■ **Data items**:
========================================================================
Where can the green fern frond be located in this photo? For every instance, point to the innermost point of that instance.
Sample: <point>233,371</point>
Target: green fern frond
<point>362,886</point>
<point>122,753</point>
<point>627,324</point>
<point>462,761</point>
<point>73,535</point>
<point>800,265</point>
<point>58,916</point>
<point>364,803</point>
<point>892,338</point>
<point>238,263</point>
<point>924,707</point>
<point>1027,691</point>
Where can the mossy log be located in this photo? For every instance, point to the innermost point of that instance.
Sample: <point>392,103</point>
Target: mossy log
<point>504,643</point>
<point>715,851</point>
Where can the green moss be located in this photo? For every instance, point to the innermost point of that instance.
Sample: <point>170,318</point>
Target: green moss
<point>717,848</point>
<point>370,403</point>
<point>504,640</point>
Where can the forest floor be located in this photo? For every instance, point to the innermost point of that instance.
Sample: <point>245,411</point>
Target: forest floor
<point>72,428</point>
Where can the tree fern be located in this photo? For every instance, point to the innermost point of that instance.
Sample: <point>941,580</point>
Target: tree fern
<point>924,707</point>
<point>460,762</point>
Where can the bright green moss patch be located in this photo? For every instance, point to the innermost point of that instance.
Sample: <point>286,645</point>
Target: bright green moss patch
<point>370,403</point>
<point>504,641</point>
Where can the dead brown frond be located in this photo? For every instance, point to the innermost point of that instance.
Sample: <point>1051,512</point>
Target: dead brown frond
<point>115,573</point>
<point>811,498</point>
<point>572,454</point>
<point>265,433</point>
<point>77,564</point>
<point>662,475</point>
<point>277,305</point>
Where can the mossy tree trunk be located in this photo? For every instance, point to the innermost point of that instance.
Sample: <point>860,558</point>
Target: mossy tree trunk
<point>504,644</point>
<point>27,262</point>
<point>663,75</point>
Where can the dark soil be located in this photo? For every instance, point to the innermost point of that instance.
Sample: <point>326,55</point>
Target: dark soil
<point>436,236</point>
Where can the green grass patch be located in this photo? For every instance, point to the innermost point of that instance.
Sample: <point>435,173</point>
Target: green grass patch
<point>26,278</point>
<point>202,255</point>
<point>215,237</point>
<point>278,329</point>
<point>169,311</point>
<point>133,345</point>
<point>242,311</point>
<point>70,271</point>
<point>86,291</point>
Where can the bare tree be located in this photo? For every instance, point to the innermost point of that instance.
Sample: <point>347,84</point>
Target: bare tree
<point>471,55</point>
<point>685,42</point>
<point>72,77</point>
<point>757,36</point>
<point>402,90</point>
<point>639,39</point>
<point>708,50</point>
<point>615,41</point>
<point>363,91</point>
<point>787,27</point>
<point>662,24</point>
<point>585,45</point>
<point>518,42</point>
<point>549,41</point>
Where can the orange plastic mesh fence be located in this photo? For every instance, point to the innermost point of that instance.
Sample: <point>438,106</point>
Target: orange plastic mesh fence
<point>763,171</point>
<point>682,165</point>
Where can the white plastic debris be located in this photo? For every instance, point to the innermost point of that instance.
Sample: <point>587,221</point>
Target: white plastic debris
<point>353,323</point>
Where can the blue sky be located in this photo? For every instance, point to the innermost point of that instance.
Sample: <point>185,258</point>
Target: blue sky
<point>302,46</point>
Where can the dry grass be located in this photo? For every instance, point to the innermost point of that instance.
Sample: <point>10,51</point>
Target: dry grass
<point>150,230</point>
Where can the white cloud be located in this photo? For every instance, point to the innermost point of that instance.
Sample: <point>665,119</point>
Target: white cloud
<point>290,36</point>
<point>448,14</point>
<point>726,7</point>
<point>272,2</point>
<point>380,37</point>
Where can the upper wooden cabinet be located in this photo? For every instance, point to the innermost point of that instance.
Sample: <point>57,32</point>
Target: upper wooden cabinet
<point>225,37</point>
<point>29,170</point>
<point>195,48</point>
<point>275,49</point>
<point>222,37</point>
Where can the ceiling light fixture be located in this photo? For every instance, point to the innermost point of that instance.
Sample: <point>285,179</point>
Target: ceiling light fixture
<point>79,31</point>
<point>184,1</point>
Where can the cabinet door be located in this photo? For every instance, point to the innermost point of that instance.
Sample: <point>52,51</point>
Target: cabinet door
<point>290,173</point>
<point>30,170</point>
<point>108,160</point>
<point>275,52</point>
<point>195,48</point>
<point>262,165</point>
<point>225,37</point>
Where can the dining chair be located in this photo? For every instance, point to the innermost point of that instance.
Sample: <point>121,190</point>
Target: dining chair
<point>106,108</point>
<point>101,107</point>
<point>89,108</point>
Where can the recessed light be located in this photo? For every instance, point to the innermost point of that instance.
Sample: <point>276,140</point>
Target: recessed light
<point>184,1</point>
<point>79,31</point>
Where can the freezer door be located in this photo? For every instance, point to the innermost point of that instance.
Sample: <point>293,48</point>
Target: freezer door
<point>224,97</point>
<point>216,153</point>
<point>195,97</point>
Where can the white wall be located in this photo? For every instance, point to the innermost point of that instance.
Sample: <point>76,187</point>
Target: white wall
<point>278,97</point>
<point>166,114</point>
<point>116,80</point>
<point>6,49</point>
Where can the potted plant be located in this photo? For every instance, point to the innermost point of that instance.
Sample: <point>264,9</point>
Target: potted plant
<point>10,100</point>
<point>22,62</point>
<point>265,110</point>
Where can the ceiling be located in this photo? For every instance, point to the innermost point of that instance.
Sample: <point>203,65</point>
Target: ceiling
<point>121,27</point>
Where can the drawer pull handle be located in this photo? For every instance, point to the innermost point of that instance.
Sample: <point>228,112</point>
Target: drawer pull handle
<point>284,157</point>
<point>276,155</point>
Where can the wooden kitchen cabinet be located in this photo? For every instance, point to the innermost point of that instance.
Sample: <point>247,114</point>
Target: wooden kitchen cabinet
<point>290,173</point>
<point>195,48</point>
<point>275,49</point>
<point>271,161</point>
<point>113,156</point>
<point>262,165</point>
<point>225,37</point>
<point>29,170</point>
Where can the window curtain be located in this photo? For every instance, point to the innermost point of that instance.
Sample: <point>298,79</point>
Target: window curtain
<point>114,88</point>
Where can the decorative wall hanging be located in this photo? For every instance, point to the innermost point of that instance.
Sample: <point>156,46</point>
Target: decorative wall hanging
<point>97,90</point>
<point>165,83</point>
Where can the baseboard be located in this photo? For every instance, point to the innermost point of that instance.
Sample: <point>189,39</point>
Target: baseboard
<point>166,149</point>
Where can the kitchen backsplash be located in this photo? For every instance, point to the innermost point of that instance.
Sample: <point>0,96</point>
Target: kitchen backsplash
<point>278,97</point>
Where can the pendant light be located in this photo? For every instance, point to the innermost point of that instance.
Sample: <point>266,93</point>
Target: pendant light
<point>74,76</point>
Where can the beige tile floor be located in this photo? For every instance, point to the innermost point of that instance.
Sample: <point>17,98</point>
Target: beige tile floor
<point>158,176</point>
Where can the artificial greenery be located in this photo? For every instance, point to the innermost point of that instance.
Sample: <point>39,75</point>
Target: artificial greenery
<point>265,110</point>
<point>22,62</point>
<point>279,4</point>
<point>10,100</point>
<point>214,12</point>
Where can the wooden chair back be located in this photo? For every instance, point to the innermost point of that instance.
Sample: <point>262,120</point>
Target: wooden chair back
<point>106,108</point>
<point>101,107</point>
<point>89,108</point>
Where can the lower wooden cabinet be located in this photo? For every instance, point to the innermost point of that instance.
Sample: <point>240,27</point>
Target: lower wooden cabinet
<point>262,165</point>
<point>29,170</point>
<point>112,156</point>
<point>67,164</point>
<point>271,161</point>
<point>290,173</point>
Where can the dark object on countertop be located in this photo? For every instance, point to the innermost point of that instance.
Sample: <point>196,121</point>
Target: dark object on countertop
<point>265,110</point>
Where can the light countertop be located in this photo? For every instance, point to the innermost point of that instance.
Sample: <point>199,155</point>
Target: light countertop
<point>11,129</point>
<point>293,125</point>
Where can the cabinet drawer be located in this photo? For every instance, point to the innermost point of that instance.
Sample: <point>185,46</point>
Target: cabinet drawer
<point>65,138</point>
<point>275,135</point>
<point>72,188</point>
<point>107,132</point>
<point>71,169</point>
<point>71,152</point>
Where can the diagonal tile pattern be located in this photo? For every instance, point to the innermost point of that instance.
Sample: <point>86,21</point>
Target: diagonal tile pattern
========================================================================
■ **Activity**:
Word for word, output the lines of the data from its first line through the line where "Sample: <point>233,371</point>" appears, and stop there.

■ **Reply**:
Where can the green fern frond be located in this photo? For every instance, point to the innermost point of that instance.
Sample: <point>233,371</point>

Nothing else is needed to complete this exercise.